→ Exercise:
Each line of the listing where "blurred" appears should be reported.

□ □ □ □ □ □ □

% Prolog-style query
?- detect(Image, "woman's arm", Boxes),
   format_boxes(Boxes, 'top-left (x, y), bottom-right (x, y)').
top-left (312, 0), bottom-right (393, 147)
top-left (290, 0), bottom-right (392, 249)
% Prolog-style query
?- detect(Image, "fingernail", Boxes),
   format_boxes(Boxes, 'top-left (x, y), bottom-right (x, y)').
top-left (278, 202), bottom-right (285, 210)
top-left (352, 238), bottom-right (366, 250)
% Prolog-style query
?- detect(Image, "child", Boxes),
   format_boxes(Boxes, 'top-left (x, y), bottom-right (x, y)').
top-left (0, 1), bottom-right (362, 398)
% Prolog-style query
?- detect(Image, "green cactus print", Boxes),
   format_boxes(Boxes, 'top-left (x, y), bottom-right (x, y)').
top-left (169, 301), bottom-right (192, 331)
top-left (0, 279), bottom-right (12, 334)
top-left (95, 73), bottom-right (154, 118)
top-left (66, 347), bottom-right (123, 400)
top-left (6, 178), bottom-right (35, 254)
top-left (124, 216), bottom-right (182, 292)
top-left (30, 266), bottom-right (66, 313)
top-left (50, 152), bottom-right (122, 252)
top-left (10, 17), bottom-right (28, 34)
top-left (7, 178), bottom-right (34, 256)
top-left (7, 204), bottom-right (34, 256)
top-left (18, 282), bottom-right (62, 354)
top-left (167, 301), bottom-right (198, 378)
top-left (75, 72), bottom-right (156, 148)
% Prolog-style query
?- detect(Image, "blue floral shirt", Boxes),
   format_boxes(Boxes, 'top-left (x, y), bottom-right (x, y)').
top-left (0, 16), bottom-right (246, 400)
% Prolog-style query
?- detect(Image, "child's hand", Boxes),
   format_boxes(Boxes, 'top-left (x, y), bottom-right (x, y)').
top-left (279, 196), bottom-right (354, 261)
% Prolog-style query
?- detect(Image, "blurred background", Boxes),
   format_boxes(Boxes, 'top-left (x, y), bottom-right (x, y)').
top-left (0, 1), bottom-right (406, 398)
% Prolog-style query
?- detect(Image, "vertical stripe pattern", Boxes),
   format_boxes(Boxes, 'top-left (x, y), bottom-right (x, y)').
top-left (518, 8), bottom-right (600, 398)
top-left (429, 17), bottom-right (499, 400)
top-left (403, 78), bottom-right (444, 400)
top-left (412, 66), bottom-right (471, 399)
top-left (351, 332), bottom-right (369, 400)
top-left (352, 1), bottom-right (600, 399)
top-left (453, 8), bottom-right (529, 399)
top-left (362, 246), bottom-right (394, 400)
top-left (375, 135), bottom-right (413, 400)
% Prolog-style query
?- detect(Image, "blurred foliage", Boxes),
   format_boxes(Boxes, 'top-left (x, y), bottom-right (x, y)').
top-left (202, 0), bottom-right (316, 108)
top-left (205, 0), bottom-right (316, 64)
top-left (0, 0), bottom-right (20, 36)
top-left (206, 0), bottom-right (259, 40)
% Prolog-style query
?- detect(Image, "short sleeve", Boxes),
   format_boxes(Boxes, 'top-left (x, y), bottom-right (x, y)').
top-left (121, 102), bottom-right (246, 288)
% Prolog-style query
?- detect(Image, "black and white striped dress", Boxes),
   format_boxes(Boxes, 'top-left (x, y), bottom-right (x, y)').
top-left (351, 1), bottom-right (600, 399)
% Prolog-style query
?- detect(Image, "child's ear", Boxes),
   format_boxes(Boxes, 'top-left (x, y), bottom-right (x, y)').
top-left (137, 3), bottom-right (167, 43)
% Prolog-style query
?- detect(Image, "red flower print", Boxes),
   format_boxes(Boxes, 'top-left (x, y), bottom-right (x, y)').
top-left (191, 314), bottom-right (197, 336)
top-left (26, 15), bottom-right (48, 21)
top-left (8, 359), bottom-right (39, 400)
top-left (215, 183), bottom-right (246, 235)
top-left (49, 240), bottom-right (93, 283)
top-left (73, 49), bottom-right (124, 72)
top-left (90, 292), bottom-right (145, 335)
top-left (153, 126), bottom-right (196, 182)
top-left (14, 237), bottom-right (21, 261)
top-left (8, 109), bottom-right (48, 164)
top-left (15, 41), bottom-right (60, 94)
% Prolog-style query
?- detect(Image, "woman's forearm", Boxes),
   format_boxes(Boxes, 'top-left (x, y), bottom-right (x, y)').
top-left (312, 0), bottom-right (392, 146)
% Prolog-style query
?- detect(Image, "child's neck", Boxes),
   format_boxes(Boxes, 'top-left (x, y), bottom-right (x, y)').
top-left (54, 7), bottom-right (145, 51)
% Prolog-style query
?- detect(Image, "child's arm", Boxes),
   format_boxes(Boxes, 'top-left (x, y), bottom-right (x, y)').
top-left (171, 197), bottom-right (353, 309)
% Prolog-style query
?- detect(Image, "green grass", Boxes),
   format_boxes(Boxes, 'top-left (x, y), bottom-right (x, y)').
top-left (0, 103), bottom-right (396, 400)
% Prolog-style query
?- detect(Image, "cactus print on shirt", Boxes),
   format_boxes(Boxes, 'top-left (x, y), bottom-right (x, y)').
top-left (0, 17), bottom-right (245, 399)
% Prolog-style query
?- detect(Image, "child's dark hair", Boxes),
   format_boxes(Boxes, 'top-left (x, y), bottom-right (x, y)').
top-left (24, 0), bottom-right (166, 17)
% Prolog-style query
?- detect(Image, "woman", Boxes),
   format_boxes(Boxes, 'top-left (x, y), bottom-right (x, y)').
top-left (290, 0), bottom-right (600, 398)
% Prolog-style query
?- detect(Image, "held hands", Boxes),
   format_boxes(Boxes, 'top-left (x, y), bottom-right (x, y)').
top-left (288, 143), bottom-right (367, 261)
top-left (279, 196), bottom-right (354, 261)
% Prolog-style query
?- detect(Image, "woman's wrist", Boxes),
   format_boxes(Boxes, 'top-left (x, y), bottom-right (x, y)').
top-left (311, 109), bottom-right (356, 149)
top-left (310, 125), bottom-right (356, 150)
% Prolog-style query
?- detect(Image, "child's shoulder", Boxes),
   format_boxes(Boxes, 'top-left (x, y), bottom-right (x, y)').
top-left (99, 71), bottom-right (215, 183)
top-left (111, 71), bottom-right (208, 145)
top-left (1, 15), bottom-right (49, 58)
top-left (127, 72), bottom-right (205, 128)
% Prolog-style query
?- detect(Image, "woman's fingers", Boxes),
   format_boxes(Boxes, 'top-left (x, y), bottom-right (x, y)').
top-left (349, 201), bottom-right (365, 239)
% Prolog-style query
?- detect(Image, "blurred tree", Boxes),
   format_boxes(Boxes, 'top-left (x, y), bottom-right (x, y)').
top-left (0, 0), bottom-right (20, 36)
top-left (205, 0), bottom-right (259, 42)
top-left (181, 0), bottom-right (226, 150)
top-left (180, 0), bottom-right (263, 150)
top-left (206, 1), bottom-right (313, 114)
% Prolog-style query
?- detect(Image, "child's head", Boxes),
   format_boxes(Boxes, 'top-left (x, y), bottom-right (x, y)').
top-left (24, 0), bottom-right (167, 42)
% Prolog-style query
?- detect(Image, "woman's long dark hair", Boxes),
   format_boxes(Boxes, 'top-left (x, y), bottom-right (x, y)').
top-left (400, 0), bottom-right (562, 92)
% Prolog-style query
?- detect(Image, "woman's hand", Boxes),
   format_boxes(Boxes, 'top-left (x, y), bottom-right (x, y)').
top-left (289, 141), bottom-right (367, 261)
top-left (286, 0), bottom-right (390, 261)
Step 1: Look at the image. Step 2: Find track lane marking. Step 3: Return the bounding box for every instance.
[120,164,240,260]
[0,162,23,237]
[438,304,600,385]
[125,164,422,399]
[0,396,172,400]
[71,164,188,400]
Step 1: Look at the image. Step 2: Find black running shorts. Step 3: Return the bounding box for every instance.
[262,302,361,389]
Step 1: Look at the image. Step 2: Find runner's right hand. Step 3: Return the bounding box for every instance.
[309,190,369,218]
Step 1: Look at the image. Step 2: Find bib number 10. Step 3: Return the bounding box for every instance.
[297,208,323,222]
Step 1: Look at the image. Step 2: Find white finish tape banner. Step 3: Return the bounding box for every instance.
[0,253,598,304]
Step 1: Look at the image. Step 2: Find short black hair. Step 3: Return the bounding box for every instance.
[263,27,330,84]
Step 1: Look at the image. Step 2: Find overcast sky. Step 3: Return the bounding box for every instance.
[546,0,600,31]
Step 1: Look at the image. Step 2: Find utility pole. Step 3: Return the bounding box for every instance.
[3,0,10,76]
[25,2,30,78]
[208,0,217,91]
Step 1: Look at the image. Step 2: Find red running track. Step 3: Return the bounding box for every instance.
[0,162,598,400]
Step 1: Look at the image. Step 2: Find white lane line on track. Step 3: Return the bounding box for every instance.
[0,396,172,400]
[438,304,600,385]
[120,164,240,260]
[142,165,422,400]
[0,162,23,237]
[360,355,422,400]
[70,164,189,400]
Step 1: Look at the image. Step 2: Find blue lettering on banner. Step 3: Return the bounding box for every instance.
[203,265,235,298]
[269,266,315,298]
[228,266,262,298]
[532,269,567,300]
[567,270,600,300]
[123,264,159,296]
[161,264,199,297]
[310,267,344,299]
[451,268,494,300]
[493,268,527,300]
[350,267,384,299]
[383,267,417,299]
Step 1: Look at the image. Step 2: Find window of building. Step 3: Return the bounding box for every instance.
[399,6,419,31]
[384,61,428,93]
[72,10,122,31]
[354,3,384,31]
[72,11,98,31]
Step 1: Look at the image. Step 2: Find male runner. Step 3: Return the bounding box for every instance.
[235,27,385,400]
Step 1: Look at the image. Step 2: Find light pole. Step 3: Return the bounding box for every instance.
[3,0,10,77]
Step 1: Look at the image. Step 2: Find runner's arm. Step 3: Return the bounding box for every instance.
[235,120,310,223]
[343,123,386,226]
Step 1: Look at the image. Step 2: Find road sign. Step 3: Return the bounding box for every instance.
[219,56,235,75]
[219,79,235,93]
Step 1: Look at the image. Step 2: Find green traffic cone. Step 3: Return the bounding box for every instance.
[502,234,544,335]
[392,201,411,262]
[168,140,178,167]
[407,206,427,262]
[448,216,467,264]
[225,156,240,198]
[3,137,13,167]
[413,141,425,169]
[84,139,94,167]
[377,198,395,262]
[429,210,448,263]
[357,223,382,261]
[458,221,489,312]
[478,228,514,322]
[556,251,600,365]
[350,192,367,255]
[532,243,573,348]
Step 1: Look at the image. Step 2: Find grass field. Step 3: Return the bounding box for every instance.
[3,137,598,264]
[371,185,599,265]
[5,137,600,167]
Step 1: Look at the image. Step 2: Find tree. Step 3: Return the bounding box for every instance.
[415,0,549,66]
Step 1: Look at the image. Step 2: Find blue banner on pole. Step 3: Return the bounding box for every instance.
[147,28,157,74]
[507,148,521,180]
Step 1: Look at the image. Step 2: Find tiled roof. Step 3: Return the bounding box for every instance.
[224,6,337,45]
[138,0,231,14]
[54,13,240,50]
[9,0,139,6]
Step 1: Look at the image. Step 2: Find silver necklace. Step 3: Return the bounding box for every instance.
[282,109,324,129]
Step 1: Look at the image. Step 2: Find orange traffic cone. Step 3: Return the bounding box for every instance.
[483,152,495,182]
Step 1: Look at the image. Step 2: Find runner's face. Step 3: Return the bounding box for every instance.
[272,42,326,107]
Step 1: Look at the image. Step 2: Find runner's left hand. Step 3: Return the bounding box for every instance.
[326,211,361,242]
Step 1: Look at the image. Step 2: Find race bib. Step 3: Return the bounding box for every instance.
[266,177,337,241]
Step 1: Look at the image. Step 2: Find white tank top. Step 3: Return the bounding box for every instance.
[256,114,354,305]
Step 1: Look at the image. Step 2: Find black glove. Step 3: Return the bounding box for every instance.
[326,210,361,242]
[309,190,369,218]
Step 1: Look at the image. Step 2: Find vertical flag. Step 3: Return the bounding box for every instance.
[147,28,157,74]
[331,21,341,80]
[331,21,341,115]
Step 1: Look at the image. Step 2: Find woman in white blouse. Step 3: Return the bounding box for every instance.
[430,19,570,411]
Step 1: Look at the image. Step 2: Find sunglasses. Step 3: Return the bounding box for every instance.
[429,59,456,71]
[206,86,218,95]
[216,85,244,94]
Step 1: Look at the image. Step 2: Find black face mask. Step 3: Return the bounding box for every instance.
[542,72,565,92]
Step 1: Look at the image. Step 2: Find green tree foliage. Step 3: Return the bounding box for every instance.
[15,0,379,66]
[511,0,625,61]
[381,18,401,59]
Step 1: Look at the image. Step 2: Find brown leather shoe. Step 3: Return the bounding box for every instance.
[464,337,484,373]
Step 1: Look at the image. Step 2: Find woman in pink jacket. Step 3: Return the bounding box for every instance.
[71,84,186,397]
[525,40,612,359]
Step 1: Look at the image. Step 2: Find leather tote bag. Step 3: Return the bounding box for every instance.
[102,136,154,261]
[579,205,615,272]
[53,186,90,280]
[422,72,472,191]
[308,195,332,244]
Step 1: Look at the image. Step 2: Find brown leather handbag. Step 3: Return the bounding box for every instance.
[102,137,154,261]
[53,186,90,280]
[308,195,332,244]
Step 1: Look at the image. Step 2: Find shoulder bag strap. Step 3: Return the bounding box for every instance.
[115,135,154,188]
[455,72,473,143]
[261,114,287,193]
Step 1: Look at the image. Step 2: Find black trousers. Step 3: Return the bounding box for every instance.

□ □ □ □ □ □ □

→ Answer to the exercise:
?- detect(Image, "blurred background", Boxes),
?- detect(Image, "blurred foliage", Boxes),
?- detect(Image, "blurred tree", Boxes),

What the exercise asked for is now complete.